TEXT FOR ANALYSIS
Seattle Times: UW Gives Us What We Ask For
You know how the UW is turning away local valedictorians in favor of high-priced, out-of-state students, and everybody’s gone Husky purple with rage?
“This is an outrageous and egregious abuse of power,” read one of the 700-plus Web comments on an article about the UW’s policy last weekend.
“If my son and daughter, who have excellent grades, don’t get accepted to UW, in favor of out of state, legal and illegal aliens, a class-action lawsuit is the only way we can take our university back,” wrote another.
A father of a girl with a 3.8 GPA wrote to me: “Reading about the UW’s preference for out-of-state students made me very angry. How can our university, funded with our taxes, simply go elsewhere to get its students?”
Because it is doing what we forced it to do? Which was to act more like a business?
I’m sorry to be flip. But for decades now we’ve heard the demand that government needs to be more like business. Can’t it be more self-sufficient, more attuned to the bottom line?
Well, yes it can. This is what it looks like.
Passing over local kids to admit out-of-staters — who pay three times as much to go to school there — is the corporatization, the privatization, of your flagship public university. And it’s about to escalate, dramatically.
Causing the furor this spring is that the UW cut its slots for local students in next fall’s freshman class by 150. That’s a reduction of about 4 percent in the in-state enrollment.
It did so because it has had its taxpayer support cut so sharply that it had to go find money from somewhere else. So it’s admitting more students willing to pay the out-of-state rate of $25,000 a year versus the in-state rate of only $9,000.
With huge cuts also coming for the next two years, UW officials project they will have to cut up to 500 slots for local kids for the 2012-13 freshman class. In other words, take this year’s front-page story and triple it.
People seem really hacked off about this. But it’s exactly what we told them to do. Make do with less.
Sheesh, we weren’t even willing to go along with a temporary, 2-cents-per-can tax on soda pop last year. Now we’re going to get all indignant when the UW looks to the other 49 states because we’re too cheap?

ENTRIES PROVIDED

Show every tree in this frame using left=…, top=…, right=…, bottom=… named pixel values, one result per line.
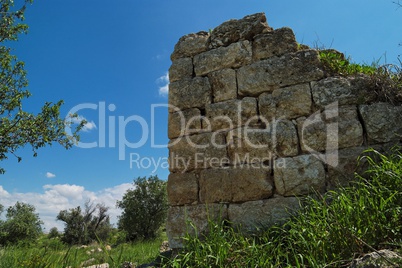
left=47, top=227, right=60, bottom=238
left=117, top=176, right=168, bottom=240
left=57, top=201, right=112, bottom=245
left=0, top=202, right=43, bottom=245
left=0, top=0, right=85, bottom=173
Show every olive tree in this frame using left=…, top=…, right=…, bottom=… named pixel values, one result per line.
left=57, top=201, right=112, bottom=244
left=117, top=176, right=168, bottom=240
left=0, top=202, right=43, bottom=245
left=0, top=0, right=85, bottom=173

WHAT THE TASK REQUIRES
Write out the full column on the University of Washington admitting more out-of-state students, word for word. The records have nothing to do with the text.

ANSWER TO THIS PROBLEM
Seattle Times: UW Gives Us What We Ask For
You know how the UW is turning away local valedictorians in favor of high-priced, out-of-state students, and everybody’s gone Husky purple with rage?
“This is an outrageous and egregious abuse of power,” read one of the 700-plus Web comments on an article about the UW’s policy last weekend.
“If my son and daughter, who have excellent grades, don’t get accepted to UW, in favor of out of state, legal and illegal aliens, a class-action lawsuit is the only way we can take our university back,” wrote another.
A father of a girl with a 3.8 GPA wrote to me: “Reading about the UW’s preference for out-of-state students made me very angry. How can our university, funded with our taxes, simply go elsewhere to get its students?”
Because it is doing what we forced it to do? Which was to act more like a business?
I’m sorry to be flip. But for decades now we’ve heard the demand that government needs to be more like business. Can’t it be more self-sufficient, more attuned to the bottom line?
Well, yes it can. This is what it looks like.
Passing over local kids to admit out-of-staters — who pay three times as much to go to school there — is the corporatization, the privatization, of your flagship public university. And it’s about to escalate, dramatically.
Causing the furor this spring is that the UW cut its slots for local students in next fall’s freshman class by 150. That’s a reduction of about 4 percent in the in-state enrollment.
It did so because it has had its taxpayer support cut so sharply that it had to go find money from somewhere else. So it’s admitting more students willing to pay the out-of-state rate of $25,000 a year versus the in-state rate of only $9,000.
With huge cuts also coming for the next two years, UW officials project they will have to cut up to 500 slots for local kids for the 2012-13 freshman class. In other words, take this year’s front-page story and triple it.
People seem really hacked off about this. But it’s exactly what we told them to do. Make do with less.
Sheesh, we weren’t even willing to go along with a temporary, 2-cents-per-can tax on soda pop last year. Now we’re going to get all indignant when the UW looks to the other 49 states because we’re too cheap?